(Dataset items)
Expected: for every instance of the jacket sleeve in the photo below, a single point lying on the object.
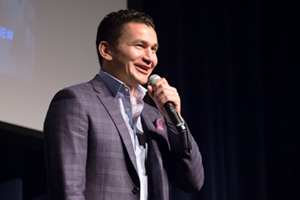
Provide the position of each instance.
(185, 161)
(65, 133)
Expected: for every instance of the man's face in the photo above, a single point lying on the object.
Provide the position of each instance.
(134, 57)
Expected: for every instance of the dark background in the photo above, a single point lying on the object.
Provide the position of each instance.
(235, 65)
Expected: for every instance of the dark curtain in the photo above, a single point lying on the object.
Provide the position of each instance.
(235, 66)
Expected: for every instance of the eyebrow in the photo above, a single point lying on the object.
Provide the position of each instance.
(156, 45)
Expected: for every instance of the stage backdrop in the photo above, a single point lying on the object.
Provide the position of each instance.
(235, 64)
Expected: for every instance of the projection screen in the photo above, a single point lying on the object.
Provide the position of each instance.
(44, 47)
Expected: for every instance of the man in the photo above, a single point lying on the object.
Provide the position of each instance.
(102, 141)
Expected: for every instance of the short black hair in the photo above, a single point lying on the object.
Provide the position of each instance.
(110, 27)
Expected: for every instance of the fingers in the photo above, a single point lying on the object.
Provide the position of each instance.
(161, 92)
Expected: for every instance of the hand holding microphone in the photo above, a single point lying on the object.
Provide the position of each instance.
(167, 100)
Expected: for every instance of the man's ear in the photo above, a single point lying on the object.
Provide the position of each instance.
(105, 50)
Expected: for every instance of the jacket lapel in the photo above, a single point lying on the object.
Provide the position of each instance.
(112, 108)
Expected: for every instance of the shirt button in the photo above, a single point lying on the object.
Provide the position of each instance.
(135, 190)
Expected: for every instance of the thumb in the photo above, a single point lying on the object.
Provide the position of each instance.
(150, 90)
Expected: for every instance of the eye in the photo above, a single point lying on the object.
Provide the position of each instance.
(154, 49)
(140, 45)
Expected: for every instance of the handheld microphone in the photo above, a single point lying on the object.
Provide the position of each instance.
(170, 108)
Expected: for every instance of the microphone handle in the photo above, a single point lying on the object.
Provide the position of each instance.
(174, 116)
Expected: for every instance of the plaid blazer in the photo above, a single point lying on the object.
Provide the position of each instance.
(89, 153)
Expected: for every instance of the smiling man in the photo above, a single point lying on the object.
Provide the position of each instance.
(102, 141)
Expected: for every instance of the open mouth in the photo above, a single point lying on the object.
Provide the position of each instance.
(143, 69)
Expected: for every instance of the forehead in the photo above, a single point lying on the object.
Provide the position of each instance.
(133, 31)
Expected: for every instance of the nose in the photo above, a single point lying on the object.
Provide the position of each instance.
(148, 55)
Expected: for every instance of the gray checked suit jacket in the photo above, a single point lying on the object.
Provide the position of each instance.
(89, 153)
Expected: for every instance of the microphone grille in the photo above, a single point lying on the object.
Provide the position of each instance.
(153, 79)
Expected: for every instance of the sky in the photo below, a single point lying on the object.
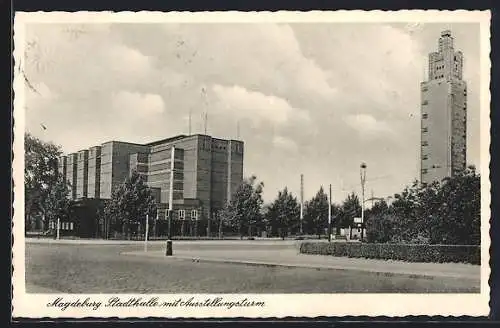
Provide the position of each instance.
(311, 99)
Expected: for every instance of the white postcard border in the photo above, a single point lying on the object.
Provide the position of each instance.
(276, 305)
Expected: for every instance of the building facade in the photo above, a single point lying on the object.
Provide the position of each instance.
(443, 114)
(207, 171)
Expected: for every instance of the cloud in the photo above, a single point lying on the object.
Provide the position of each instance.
(367, 125)
(349, 83)
(137, 103)
(257, 106)
(285, 143)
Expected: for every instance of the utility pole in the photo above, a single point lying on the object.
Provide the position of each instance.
(58, 228)
(205, 122)
(362, 172)
(189, 131)
(301, 203)
(330, 214)
(146, 232)
(170, 201)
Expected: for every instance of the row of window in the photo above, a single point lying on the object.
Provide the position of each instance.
(63, 225)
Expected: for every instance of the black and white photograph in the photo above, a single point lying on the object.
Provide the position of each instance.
(251, 164)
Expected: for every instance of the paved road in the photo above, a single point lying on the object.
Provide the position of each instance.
(124, 268)
(290, 257)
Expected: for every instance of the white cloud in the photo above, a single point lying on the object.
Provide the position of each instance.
(137, 103)
(257, 106)
(367, 125)
(284, 143)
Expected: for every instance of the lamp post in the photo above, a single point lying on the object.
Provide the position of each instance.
(362, 173)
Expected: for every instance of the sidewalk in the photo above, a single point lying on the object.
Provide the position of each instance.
(291, 258)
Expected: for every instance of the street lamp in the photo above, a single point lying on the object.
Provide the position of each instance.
(362, 173)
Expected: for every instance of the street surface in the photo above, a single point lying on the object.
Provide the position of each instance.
(226, 267)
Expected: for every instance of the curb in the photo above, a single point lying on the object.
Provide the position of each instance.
(303, 266)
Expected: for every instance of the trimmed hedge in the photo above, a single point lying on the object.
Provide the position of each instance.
(402, 252)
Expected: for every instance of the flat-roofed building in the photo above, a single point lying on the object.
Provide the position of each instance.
(207, 172)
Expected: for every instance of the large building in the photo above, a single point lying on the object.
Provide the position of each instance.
(443, 114)
(207, 171)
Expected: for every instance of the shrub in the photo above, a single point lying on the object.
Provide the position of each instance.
(402, 252)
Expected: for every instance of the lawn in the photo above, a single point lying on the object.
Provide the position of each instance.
(101, 269)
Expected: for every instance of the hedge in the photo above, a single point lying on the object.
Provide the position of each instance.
(402, 252)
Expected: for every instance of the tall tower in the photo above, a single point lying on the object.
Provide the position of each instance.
(444, 114)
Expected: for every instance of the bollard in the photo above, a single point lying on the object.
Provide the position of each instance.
(169, 248)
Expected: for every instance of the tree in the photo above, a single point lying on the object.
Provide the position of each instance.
(40, 174)
(458, 218)
(244, 211)
(316, 212)
(283, 214)
(130, 203)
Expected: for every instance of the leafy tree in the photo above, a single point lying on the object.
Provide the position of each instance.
(40, 174)
(316, 212)
(459, 214)
(244, 212)
(380, 228)
(130, 202)
(283, 214)
(446, 212)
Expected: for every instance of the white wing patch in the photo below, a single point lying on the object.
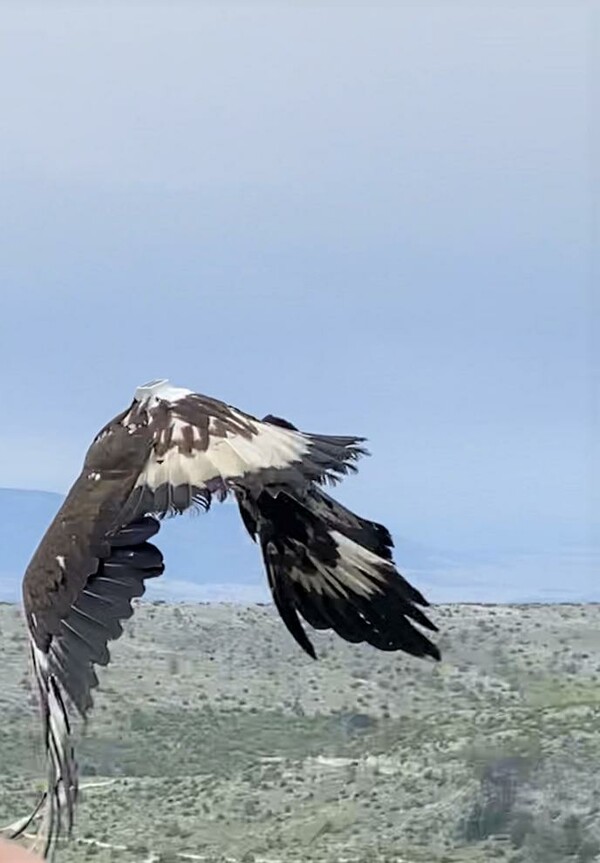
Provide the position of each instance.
(356, 572)
(225, 458)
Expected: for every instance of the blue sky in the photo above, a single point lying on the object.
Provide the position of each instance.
(375, 221)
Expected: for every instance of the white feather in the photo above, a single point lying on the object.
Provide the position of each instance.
(226, 457)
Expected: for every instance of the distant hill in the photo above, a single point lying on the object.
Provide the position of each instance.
(209, 557)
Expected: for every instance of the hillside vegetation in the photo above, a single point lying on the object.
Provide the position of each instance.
(214, 738)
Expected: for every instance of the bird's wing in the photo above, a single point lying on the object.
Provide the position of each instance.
(333, 581)
(201, 446)
(77, 587)
(64, 661)
(335, 569)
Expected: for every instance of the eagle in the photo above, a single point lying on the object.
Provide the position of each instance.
(173, 450)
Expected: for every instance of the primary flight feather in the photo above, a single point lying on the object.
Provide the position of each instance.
(169, 451)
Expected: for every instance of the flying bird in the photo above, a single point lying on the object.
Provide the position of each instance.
(174, 450)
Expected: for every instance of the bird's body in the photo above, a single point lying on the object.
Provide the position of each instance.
(170, 451)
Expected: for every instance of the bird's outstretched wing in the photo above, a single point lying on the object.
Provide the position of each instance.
(203, 447)
(171, 450)
(334, 569)
(64, 661)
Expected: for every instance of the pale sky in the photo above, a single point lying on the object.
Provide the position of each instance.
(369, 220)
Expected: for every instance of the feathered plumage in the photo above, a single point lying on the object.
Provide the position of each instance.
(169, 451)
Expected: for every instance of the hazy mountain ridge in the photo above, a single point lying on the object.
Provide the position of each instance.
(210, 557)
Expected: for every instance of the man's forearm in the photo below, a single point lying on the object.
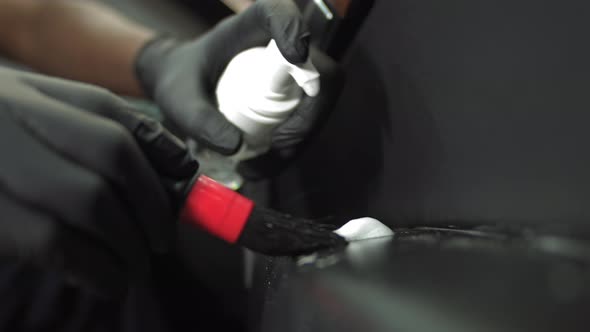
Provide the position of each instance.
(75, 39)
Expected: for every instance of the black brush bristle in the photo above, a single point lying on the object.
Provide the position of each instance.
(278, 234)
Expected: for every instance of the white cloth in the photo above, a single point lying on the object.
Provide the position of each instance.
(363, 229)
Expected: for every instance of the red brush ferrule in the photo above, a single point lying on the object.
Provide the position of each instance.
(219, 210)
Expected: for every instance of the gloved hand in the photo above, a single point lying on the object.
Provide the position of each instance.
(81, 181)
(182, 77)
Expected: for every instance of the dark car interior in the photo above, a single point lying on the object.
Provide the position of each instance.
(463, 126)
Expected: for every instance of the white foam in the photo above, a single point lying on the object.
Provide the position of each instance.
(363, 229)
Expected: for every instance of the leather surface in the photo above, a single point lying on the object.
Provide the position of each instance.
(462, 112)
(432, 280)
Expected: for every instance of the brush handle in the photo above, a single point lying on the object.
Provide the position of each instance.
(217, 209)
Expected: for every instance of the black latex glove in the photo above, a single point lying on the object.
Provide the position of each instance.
(182, 77)
(80, 181)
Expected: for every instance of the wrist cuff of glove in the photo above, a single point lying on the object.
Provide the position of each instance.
(217, 209)
(149, 58)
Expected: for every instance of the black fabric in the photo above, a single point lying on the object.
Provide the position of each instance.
(457, 112)
(182, 76)
(78, 193)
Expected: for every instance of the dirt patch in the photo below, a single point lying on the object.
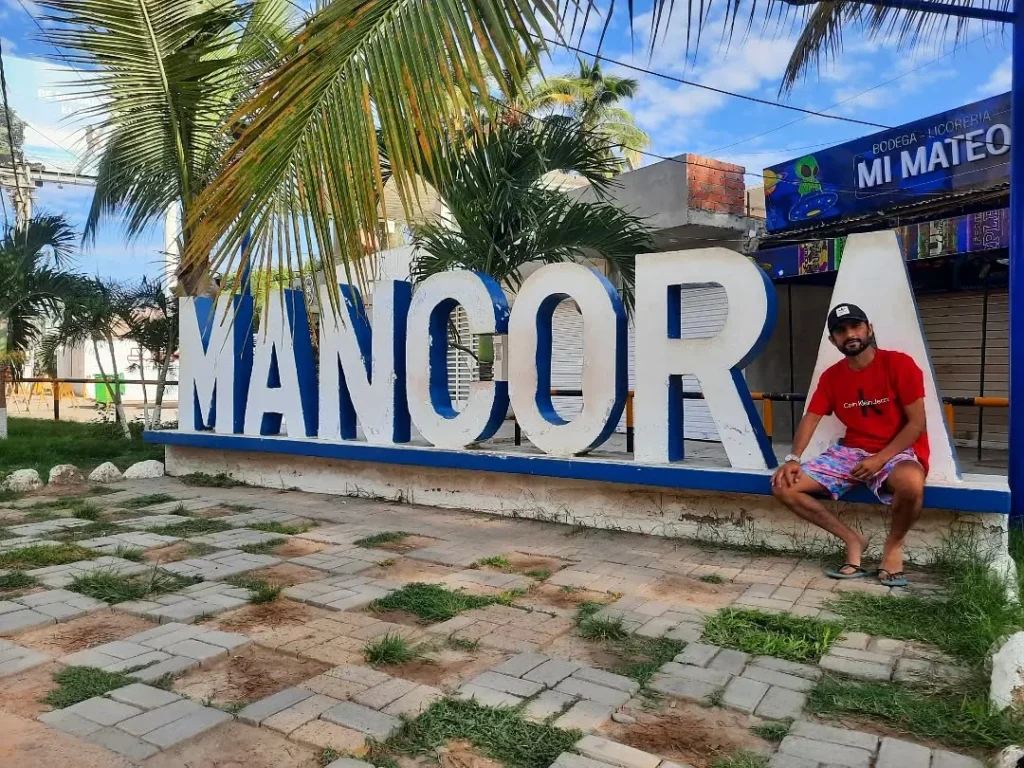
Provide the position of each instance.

TO BE DONE:
Duplicate the lines of the records above, from the line containing "Expected: for every instance of the gloved" through the end of the records, with both ends included. Leave out the pictures.

RESULT FOR THIS EXERCISE:
Expected: for every instance of the gloved hand in the photo above, a single point lying on the object.
Provide the position of each instance.
(81, 181)
(182, 77)
Expected: for every instance of the dark car interior in the photo above, a single point lying on the object.
Provide the position of each instance.
(463, 126)
Expected: for every instance of the white foam in the photo above, a single point lying on the object.
Provide the position of each instance.
(363, 229)
Expected: for every instance of the leather surface in the photo above, a single point lying on the object.
Provide the position of each instance.
(462, 112)
(432, 280)
Expected: for every instance of the brush handle in the photo above, a single point lying on the object.
Provide the position of each instance.
(217, 209)
Expected: for every instance of the black latex glove in the photo above, a single point lying on the object.
Provide the position of each instance.
(182, 77)
(80, 181)
Expected: for every instance of the wrist cuff of glove in the photo above, a single point lying on the object.
Provide the position of each instance.
(217, 209)
(149, 58)
Expected: for every instance of the black fabric in the photo above, a single point lying on the object.
Provide the position of each instance.
(457, 112)
(182, 76)
(78, 193)
Expected: for every instance of the dirt patch in the photo below, a single point lying on the object.
Provide the position of each instance.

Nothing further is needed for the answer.